§ Questions:
(1) Echo the Brain Warrior passage word for word from "Months Six to" to "(Assess, Part 2)".
(2) According to the Brain Warrior passage, what do Brain Warriors do with their mistakes over time?

§ Passage to read:
---------------
Months Six to Twelve: The Spontaneous Phase
Habits become routine in the spontaneous phase. You say to yourself, “I got this; it is not hard.” You naturally respond by doing the right things.
● Never think of giving up, even when you fall. You jump back into the game and start doing the right things again. You develop a sheepdog attitude and identify with being healthy. (Mind-Set, Part 1)
● Retest your important numbers to see your improvement. You’re more focused on long-term prevention strategies. (Assess, Part 2)
● Find new foods and recipes, as if on a treasure hunt. Your nutrition and supplement routine is consistent. You feel joyful in your food choices and realize eating poorly is depriving yourself of your health. (Sustenance, Part 3)
● Feel uncomfortable or irritated when you are out of your Brain Warrior routine—it feels better to do the right thing than to do the wrong thing. New learning excites you as you feel more focused and cognitively sharper. (Training, Part 4)
● Be excited to help others; being healthy and sharing the Brain Warrior message becomes part of who you are because you have a secret that can change the world. (Essence, Part 5)
● Become motivated to mentor others, to share your success. (Responsibility, Part 6)
● Celebrate the process of becoming a Brain Warrior and feeling better and stronger for a lifetime. (Yearlong, Part 7)
IS THIS PROGRAM FOR YOU?
This program is for those who want to be serious about their health, either out of desire or necessity. It is for people who want to look and feel their best for as long as possible and for those who want to excel at work and school and in their relationships. It is also for people who struggle with problems such as:
Depression
ADHD
Anxiety disorders
Post-traumatic stress disorder
Addictions
Bipolar disorder
Traumatic brain injuries
Memory problems
Early dementia
Alzheimer’s disease or other forms of dementia in their families
Obesity
Diabetes or prediabetes
Heart disease
Cancer
Cognitive effects of chemotherapy
The Brain Warrior’s Way is also for the parents of children with disabilities and those taking care of elderly or impaired parents. It is for those who want to build a legacy of health, rather than leave a legacy of illness; it’s for those who want to be empowered; and it’s for those who feel as if they were in a war for their health.
The Brain Warrior’s Way is not for everyone. It is for people who want to change their brains and bodies for the rest of their lives. It is not for those looking for a quick fix, or cheat days, or wanting to take the month of December off. It is not for those who say “everything in moderation.” Arsenic, cocaine, or having affairs in moderation can be very problematic. We are also not looking for people who have to be perfect. That is often an excuse to fail. We expect you will make mistakes and you will fall, just like toddlers fall when learning to walk, but Brain Warriors learn from their mistakes and make fewer and fewer of them over time.
We are recruiting and training Brain Warriors—people who are serious about the health of their brains and bodies, and the brains and bodies of those they love. Once you develop brain envy, a deep abiding love for the most precious organ in your body, you have the opportunity to become a Brain Warrior and everything changes for the good. The Brain Warrior’s Way is a war cry to rally our families, businesses, schools, communities, and tribes to finally get and stay healthy. Join us.
---------------
§ Listed records:
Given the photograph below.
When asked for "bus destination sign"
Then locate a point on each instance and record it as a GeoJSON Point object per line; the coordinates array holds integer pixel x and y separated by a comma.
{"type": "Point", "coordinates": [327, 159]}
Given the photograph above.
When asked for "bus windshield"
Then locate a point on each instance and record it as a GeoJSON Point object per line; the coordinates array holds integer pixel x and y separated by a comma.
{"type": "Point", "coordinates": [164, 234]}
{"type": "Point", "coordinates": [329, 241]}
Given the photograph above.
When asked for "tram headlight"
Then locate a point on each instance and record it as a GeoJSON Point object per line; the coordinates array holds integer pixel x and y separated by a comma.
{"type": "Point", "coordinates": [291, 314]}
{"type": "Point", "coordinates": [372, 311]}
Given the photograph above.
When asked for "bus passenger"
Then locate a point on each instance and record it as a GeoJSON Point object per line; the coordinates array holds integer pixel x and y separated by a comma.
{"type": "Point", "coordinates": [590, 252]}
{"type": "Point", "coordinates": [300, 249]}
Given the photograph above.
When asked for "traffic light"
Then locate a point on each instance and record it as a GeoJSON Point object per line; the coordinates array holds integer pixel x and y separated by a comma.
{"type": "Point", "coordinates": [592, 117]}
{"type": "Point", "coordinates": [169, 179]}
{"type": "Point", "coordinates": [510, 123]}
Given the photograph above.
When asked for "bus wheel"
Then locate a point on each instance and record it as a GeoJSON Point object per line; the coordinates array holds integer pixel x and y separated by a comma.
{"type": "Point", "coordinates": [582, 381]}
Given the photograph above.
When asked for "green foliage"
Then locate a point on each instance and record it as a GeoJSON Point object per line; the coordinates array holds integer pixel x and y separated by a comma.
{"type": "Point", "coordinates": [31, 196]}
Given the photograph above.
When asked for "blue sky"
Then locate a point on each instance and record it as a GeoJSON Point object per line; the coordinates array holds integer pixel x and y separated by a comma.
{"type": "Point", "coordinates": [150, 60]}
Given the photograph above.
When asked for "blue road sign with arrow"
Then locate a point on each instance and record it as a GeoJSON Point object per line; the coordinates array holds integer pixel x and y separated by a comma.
---------------
§ Answers for each item:
(1)
Months Six to Twelve: The Spontaneous Phase
Habits become routine in the spontaneous phase. You say to yourself, “I got this; it is not hard.” You naturally respond by doing the right things.
● Never think of giving up, even when you fall. You jump back into the game and start doing the right things again. You develop a sheepdog attitude and identify with being healthy. (Mind-Set, Part 1)
● Retest your important numbers to see your improvement. You’re more focused on long-term prevention strategies. (Assess, Part 2)

(2) They learn from them and make fewer and fewer of them over time.